### WHAT YOU NEED TO DO
Render the lines of the items below as a numbered list, starting at the line that contains "Objective — one point per instance of the blue sign" and ending at the line that contains "Target: blue sign", with any blank lines left out.

Items listed in a dataset:
↓

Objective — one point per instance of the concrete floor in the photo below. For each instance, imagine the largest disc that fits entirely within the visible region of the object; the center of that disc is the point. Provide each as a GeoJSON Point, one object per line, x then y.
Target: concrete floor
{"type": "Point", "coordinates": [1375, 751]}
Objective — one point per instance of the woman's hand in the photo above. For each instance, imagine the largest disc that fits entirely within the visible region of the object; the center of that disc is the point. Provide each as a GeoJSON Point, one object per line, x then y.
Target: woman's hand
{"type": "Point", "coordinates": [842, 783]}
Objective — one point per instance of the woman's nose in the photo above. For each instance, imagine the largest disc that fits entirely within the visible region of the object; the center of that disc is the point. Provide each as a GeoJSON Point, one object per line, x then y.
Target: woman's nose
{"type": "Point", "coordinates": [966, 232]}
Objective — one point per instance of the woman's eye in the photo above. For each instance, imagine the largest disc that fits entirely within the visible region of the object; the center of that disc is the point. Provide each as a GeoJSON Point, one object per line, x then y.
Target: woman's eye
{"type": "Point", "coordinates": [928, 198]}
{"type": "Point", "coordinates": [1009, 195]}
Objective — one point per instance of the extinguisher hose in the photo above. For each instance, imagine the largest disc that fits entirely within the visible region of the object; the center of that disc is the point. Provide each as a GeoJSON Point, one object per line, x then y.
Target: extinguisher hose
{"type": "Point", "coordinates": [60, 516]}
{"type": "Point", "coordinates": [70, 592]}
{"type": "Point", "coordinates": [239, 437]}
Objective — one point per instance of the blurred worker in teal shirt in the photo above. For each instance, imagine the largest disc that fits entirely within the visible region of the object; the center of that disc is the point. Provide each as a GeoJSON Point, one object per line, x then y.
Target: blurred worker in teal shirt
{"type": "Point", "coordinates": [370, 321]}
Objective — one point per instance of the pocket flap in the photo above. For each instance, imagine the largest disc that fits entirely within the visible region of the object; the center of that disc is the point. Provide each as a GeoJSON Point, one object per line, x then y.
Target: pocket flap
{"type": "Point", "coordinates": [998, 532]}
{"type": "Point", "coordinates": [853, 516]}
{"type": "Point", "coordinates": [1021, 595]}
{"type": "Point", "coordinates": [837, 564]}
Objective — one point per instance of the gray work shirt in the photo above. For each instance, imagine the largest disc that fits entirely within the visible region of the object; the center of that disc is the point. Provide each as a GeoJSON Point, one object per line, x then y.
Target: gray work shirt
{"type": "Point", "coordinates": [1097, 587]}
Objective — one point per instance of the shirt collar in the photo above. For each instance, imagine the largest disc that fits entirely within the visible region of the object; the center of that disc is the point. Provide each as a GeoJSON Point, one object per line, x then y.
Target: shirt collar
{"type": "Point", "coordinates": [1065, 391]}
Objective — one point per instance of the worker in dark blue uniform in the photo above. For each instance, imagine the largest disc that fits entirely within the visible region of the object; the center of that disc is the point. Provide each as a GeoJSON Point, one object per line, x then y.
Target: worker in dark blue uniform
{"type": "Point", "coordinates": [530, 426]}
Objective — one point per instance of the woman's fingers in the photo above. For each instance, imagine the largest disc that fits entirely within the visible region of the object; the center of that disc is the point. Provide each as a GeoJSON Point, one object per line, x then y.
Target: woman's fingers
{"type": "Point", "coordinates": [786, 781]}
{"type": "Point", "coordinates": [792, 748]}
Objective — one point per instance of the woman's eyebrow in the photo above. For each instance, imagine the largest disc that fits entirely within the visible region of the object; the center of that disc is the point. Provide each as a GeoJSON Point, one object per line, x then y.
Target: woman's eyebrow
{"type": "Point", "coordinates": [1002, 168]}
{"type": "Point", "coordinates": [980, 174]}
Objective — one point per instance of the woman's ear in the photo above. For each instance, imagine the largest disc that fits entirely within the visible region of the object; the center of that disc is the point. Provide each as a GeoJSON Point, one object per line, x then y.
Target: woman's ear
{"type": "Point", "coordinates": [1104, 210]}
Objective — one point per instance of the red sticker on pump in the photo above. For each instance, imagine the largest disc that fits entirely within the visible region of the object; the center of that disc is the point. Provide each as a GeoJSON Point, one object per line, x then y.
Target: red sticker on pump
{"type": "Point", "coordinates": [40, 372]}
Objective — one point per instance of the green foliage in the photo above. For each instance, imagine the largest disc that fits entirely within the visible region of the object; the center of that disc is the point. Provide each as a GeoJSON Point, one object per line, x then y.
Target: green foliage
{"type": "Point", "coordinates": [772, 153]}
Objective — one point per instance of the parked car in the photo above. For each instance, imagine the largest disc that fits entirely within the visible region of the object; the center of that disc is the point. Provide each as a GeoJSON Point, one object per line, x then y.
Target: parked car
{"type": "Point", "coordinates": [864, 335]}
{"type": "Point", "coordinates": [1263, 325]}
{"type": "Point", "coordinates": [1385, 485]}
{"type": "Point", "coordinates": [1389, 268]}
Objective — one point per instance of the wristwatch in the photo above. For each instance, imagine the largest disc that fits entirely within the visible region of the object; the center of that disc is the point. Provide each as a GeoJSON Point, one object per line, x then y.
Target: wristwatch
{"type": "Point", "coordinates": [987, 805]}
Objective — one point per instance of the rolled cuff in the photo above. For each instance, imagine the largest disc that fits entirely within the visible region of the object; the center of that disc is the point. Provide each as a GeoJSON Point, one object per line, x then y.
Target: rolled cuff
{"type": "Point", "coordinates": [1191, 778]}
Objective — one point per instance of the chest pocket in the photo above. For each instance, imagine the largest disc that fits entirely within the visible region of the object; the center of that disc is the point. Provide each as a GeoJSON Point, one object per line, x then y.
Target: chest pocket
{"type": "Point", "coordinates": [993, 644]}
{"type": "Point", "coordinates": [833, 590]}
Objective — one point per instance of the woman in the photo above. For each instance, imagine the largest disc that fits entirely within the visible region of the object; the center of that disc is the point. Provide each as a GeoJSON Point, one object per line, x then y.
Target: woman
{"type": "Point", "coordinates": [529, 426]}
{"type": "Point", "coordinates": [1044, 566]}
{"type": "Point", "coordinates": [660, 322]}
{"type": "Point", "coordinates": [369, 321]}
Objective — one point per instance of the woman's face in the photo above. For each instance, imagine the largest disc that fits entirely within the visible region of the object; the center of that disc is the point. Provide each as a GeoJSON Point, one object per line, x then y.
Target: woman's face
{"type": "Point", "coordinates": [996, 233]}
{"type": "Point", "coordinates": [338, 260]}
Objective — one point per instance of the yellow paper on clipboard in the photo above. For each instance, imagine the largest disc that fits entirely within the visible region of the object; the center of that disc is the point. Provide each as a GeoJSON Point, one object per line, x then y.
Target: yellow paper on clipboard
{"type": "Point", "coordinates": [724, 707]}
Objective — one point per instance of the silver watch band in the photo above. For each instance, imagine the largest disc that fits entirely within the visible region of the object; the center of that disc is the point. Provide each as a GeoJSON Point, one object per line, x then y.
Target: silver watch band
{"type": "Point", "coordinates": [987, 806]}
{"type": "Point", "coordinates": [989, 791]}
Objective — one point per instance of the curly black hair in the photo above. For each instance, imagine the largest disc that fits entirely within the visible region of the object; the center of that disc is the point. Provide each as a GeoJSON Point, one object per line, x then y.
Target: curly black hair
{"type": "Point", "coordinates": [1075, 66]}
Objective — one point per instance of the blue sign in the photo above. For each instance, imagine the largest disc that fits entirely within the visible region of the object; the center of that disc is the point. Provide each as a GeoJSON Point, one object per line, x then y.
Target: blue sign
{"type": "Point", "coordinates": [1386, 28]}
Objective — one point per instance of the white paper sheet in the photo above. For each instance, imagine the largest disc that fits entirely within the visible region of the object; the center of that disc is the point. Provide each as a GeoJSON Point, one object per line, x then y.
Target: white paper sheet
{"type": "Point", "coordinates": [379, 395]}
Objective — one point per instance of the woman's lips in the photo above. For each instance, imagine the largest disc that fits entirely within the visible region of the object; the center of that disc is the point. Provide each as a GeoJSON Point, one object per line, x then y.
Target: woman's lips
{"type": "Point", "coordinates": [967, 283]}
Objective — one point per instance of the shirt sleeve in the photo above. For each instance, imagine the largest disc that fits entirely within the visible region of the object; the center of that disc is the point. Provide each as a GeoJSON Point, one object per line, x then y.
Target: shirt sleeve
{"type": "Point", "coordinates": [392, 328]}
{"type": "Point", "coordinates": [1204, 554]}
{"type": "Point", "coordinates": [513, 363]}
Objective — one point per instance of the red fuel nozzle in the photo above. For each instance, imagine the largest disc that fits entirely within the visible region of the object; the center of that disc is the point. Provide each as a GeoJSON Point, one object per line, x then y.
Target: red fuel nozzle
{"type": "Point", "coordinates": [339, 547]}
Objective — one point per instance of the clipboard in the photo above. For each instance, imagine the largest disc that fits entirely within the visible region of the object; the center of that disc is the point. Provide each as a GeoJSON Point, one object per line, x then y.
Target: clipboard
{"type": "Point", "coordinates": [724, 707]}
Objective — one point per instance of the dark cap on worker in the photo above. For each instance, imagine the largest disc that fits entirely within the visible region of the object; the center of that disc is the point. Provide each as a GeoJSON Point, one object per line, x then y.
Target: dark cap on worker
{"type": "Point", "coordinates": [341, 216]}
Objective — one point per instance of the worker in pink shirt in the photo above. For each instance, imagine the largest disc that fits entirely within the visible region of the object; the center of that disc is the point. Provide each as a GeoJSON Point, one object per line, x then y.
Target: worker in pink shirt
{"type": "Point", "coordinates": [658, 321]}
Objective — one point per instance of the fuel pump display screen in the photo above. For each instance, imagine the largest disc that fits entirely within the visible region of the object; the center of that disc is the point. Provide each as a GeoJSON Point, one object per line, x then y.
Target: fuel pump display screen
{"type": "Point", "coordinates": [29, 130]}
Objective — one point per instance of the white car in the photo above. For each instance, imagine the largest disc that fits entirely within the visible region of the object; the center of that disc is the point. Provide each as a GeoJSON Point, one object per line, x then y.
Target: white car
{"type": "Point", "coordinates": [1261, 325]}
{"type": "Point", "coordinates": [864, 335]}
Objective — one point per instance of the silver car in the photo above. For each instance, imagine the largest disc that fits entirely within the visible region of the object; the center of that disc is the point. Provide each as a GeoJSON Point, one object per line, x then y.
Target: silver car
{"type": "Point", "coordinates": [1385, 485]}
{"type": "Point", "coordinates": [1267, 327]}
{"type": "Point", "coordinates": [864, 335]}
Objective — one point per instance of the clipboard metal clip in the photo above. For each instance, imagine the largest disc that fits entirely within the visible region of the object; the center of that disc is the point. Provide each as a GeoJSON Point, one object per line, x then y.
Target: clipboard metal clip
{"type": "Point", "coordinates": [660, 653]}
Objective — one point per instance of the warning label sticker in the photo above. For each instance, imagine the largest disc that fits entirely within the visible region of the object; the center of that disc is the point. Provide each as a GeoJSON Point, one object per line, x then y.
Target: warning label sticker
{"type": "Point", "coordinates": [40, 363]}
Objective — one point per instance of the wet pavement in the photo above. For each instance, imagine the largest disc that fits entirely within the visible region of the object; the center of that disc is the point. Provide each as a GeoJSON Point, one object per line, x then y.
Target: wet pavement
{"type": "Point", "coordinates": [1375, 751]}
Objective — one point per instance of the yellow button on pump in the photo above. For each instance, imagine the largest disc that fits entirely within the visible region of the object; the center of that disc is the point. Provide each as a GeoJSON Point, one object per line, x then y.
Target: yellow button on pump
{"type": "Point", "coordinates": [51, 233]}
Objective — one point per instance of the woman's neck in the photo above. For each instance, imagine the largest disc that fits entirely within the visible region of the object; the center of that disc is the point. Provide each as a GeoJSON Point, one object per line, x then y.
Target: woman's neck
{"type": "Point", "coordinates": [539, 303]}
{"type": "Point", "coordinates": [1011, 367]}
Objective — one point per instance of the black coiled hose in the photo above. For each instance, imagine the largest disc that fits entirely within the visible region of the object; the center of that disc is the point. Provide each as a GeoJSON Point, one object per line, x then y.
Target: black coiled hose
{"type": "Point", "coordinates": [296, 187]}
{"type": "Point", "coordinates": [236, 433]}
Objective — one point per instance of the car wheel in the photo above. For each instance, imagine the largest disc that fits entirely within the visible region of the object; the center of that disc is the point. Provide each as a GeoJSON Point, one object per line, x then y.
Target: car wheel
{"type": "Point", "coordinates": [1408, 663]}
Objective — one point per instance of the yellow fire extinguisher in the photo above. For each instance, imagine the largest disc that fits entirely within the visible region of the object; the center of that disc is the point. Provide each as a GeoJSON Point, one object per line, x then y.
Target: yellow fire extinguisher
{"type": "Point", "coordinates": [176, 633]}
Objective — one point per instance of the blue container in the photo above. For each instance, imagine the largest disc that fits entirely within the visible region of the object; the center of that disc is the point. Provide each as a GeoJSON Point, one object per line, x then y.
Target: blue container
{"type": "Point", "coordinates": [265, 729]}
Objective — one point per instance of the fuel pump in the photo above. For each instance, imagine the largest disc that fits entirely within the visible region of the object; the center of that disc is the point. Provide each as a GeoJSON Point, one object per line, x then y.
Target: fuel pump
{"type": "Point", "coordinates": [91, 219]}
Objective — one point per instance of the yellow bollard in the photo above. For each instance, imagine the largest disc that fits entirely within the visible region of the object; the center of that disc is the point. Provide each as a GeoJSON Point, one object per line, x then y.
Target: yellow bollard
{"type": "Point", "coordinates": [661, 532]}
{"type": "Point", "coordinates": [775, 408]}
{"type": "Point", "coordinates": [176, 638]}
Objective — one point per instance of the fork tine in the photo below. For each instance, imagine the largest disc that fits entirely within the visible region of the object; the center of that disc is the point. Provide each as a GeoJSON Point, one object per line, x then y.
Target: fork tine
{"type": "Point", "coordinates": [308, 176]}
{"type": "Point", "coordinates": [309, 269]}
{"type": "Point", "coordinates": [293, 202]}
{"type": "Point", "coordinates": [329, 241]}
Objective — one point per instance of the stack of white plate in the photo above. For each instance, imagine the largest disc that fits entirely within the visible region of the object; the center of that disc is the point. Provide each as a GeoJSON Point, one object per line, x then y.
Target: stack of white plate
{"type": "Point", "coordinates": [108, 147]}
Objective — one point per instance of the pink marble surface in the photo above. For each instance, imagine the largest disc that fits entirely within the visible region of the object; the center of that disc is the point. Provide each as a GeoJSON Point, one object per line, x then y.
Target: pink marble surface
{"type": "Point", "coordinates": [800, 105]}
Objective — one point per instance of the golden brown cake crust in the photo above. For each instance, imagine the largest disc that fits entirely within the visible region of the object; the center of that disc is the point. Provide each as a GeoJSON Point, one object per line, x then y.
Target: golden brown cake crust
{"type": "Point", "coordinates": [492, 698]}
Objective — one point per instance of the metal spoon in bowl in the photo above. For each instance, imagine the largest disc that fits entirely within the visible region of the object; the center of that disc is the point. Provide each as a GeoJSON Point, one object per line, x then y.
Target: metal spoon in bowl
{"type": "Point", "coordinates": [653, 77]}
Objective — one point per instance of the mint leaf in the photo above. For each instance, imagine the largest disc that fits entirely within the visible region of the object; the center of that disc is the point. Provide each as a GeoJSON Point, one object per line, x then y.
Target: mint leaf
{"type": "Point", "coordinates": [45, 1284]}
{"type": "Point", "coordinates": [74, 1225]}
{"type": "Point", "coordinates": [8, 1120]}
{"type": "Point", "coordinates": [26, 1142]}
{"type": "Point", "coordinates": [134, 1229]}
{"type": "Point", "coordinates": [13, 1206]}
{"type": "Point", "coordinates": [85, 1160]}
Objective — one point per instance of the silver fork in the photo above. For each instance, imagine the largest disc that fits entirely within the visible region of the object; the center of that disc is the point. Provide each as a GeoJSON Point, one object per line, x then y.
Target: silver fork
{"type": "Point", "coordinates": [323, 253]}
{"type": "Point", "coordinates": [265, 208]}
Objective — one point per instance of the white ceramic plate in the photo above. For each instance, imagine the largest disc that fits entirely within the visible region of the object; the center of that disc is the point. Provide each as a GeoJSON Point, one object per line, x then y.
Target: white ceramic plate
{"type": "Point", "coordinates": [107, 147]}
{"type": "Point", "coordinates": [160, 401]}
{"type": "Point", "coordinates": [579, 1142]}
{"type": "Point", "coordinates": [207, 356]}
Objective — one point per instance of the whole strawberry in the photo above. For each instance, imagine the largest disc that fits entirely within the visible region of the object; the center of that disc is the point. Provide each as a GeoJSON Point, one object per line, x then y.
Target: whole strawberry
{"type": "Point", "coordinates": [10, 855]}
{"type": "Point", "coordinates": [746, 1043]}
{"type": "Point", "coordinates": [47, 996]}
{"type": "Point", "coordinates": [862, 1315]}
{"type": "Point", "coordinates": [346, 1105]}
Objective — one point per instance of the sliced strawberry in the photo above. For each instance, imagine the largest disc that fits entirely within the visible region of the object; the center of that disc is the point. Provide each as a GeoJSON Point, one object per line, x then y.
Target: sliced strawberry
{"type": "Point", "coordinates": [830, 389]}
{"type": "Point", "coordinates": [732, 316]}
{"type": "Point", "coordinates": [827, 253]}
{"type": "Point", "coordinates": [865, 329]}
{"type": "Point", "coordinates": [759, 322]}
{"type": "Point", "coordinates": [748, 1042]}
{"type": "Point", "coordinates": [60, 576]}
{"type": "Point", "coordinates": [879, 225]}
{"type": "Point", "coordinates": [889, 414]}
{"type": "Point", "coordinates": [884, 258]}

↑

### ANSWER TO THE TASK
1. Objective — one point per instance of the blue sign in the photo above. For each instance, imagine the largest disc that fits entirely within the visible region of the object; the center of that disc is the point. Provide each as a GeoJSON Point, one object per line, x then y.
2. Target: blue sign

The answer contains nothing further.